## TASK DESCRIPTION:
Render the lines below as a JSON list of strings, one string per line, skipping any blank lines. Leave the pictures out of your answer.

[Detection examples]
* start *

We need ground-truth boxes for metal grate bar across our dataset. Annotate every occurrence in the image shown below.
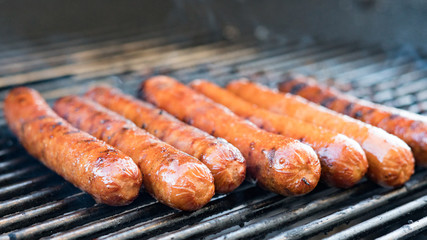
[0,173,56,201]
[55,186,262,239]
[0,183,71,216]
[327,196,427,240]
[378,217,427,240]
[0,192,89,232]
[274,172,427,239]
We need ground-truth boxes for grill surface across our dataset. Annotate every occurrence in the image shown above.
[0,28,427,239]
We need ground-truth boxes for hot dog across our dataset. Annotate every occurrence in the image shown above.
[4,87,142,205]
[54,96,215,211]
[86,86,246,193]
[279,75,427,167]
[139,76,320,195]
[190,80,368,188]
[227,80,414,187]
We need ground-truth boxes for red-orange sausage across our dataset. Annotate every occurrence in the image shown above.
[4,87,142,205]
[86,87,246,193]
[140,76,320,195]
[54,96,215,211]
[190,80,368,188]
[279,75,427,167]
[227,80,414,187]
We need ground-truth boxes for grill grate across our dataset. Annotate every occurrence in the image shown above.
[0,27,427,239]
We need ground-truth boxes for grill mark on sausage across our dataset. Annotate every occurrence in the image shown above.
[301,177,310,186]
[320,97,337,107]
[388,114,400,120]
[64,130,80,135]
[354,110,363,119]
[344,103,354,115]
[289,83,307,94]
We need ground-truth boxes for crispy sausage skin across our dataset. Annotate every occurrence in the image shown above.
[190,80,368,188]
[227,80,414,187]
[140,76,320,195]
[86,86,246,193]
[54,96,215,211]
[4,87,142,206]
[279,75,427,167]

* end *

## RESPONSE:
[
  "We need ground-truth boxes for metal grate bar across our dataset. Annotate every occurrence in the image shown below.",
  "[0,173,56,201]",
  "[55,186,262,239]",
  "[0,183,71,216]",
  "[327,196,427,240]",
  "[378,217,427,240]",
  "[0,192,89,232]",
  "[274,172,427,239]",
  "We need ground-truth boxes for grill surface across our dataset. Annotate every occurrence in the image shown above.",
  "[0,28,427,239]",
  "We need ground-truth boxes for hot dog across our dataset. Annotate every occurrence in the image shown above.",
  "[4,87,142,205]",
  "[54,96,215,211]",
  "[86,86,246,193]",
  "[279,75,427,167]",
  "[139,76,320,195]",
  "[190,80,368,188]",
  "[227,80,414,187]",
  "We need ground-truth boxes for red-orange sausage across our dataset. Annotate every occurrence in the image shown above.",
  "[4,87,142,205]",
  "[86,87,246,193]",
  "[140,76,320,195]",
  "[54,96,215,211]",
  "[190,80,368,188]",
  "[279,75,427,167]",
  "[227,80,414,187]",
  "We need ground-truth boxes for grill grate across our dataset. Annotate every occurrence in the image shown above.",
  "[0,27,427,239]",
  "We need ground-truth boxes for grill mark on sausage across our dataset. Annotate every occurrence in the image shown above.",
  "[301,177,310,186]",
  "[320,97,337,107]",
  "[388,114,400,120]",
  "[64,130,80,135]",
  "[354,110,363,119]",
  "[344,103,354,115]",
  "[289,83,307,94]",
  "We need ground-truth boxes for crispy sausage skin across our dataset. Annotate every occurrence in the image shown above.",
  "[190,80,368,188]",
  "[227,80,414,187]",
  "[140,76,320,195]",
  "[86,86,246,193]",
  "[54,96,215,211]",
  "[4,87,142,206]",
  "[279,75,427,167]"
]